→ **Aufgaben**
(a) Stimmen diese Aussagen mit dem Text über Amos überein? Antworte jeweils mit Ja oder Nein und zitiere die entscheidenden Worte aus dem Text. (i) Bethel war ein königlicher Wohnsitz. (ii) Amos war der Sohn eines Propheten. (iii) Der Priester verschweigt dem König den Vorfall.
(b) Wer hatte Amos laut dem Text über Amos zu seinem Amt bestimmt?
(c) Führe den Text über Amos im Anschluss an seinen letzten Satz weiter.

→ **Ausgangstext**
•••••
Für eine solche Weissagung war des Königs Heiligtum nicht der Ort. Eine Religion, die ohne Gottesfurcht, rein durch menschliche Staatsklugheit, zustande gebracht ist, kann das Zeugnis der Wahrheit nicht ertragen. Bethel war ein königlicher Wohnsitz. Der Priester berichtet alles dem König. Mag doch der Prophet nach Juda gehen! Dort war der HERR anerkannt, und die Wahrheit mochte dort verkündigt werden; hier aber war nicht der Ort für solche abstoßende Wahrheiten. Der König war Gebieter in allen religiösen Angelegenheiten, der Mensch war Herr. Doch der HERR verzichtet nicht auf die Ihm gebührenden Rechte. Amos war weder ein Prophet noch ein Prophetensohn gewesen. Nicht Menschen, auch nicht der Wunsch seines eigenen Herzens hatten ihm dieses Amt gegeben. Der HERR hatte ihn nach seinem unumschränkten Willen dazu bestimmt, und sein Wort war das Wort des HERRN. Der Priester, der sich demselben widersetzte, würde die Folgen seines voreiligen Handelns tragen, und Israel würde gewiss weggeführt werden.
•••••
→ **Inhalt des Datensatzes**

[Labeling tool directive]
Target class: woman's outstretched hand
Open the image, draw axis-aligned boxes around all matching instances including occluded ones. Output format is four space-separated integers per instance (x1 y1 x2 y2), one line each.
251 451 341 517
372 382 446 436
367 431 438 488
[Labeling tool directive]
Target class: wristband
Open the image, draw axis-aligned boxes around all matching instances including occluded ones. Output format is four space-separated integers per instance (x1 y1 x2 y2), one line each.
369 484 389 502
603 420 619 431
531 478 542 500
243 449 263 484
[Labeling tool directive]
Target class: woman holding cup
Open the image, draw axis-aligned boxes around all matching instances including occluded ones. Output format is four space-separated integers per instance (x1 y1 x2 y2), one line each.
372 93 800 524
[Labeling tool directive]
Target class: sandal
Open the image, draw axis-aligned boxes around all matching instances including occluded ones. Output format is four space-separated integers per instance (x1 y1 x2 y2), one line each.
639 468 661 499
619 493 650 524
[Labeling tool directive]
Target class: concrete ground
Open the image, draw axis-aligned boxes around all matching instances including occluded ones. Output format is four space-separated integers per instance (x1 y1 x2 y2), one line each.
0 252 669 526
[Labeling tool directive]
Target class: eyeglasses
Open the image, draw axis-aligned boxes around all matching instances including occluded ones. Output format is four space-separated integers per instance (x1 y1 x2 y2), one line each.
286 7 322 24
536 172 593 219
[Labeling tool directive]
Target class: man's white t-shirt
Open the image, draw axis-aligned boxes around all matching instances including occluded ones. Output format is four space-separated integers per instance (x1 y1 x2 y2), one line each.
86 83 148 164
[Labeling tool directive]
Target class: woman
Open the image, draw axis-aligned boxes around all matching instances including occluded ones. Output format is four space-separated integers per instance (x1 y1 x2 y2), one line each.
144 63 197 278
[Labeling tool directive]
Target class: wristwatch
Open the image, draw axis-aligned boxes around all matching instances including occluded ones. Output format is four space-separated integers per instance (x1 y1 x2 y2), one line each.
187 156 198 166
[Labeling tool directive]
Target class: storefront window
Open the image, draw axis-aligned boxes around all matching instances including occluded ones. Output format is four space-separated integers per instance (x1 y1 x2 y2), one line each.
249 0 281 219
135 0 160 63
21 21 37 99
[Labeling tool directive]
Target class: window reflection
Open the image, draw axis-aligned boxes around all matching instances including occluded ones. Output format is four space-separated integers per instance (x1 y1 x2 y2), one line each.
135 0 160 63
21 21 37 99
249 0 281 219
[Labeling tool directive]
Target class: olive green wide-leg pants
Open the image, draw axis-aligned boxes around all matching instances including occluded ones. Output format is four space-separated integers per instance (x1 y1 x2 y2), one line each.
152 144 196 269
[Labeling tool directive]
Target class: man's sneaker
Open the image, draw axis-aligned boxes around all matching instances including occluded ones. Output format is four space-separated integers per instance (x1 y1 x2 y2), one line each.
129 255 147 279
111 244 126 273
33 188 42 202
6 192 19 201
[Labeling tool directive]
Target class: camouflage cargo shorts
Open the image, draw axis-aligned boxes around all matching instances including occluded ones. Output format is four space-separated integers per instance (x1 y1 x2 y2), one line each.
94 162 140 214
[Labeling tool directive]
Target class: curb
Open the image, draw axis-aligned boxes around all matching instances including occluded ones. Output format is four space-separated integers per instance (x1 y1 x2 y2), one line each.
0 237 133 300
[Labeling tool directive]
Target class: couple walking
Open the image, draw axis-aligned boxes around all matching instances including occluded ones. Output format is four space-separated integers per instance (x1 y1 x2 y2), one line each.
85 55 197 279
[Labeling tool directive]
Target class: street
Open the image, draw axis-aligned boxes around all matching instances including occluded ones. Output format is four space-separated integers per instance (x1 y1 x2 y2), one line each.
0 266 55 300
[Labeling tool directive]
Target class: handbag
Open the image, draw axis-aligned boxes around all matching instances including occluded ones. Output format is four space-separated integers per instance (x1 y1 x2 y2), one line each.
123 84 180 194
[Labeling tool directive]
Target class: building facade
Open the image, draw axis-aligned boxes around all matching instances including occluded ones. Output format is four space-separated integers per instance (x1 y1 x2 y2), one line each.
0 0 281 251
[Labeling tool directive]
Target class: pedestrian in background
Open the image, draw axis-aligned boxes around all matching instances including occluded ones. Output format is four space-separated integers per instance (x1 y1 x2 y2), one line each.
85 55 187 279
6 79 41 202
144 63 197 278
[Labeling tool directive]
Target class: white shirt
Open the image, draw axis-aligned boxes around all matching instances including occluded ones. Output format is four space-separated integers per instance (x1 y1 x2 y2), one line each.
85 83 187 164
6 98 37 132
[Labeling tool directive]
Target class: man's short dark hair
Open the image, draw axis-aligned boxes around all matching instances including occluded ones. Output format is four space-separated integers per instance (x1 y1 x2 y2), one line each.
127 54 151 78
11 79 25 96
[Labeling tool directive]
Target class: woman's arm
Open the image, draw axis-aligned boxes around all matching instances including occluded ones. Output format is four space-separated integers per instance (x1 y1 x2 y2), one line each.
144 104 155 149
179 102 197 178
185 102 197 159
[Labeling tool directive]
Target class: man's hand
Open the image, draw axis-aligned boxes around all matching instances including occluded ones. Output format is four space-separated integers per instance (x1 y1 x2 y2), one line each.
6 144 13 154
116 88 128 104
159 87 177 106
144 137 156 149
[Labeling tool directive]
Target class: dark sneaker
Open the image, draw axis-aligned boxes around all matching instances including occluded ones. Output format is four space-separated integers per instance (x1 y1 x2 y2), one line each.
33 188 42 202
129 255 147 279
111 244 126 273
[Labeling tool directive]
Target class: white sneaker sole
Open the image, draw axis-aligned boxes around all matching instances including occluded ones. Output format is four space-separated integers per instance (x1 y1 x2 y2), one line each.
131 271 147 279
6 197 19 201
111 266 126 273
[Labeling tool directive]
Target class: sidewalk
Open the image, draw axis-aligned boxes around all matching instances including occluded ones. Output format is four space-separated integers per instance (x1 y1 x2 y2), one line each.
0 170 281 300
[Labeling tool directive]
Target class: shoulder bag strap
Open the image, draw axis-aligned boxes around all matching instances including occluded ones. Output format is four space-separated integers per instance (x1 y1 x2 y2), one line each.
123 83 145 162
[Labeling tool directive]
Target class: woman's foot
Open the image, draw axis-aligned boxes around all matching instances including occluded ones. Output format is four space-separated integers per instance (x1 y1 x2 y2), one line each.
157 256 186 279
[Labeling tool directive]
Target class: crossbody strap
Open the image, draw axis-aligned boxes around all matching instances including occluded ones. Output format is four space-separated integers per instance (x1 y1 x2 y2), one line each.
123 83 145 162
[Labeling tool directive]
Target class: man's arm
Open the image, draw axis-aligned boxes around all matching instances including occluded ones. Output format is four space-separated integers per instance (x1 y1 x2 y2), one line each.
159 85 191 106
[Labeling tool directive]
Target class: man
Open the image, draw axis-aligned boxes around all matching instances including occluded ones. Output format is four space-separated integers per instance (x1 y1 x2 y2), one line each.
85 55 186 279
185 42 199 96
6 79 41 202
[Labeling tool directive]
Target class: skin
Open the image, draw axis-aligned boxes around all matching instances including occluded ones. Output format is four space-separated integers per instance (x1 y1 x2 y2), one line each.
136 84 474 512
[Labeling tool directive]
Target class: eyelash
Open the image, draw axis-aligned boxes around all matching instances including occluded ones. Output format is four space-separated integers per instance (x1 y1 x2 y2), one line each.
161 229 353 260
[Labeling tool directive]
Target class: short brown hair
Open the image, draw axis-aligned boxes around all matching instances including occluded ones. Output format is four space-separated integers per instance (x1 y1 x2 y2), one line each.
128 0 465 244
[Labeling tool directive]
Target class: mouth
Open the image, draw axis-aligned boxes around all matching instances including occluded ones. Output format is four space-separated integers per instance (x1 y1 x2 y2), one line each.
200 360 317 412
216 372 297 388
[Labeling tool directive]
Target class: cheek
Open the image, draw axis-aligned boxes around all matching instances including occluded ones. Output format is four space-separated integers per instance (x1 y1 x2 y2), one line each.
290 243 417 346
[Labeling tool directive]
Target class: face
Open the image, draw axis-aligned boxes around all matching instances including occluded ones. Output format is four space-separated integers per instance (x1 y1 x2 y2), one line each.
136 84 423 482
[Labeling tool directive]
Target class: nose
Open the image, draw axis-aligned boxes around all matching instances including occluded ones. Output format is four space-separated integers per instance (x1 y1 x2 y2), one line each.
•••••
→ **Ergebnisse**
(a)
(i) Ja: „Bethel war ein königlicher Wohnsitz.“
(ii) Nein: „Amos war weder ein Prophet noch ein Prophetensohn gewesen.“
(iii) Nein: „Der Priester berichtet alles dem König.“

(b) Der HERR hatte ihn nach seinem unumschränkten Willen dazu bestimmt.

(c)
Kapitel 8
Kapitel 8 bringt von neuem die Erklärung, dass um Israels Ungerechtigkeit willen sein Ende gekommen sei. Gott würde nicht länger an ihm vorübergehen. Der Prophet kündigt zugleich an, in was für ein Elend das Volk geraten würde, wenn es einmal aller Leitung seitens des HERRN beraubt wäre. Ihr Hunger und Durst nach Gottes Wort würde nicht gestillt. Wer auf die nichtigen Götzen vertraute, die Israel sich aufgerichtet hatte, würde fallen und nicht wieder aufstehen.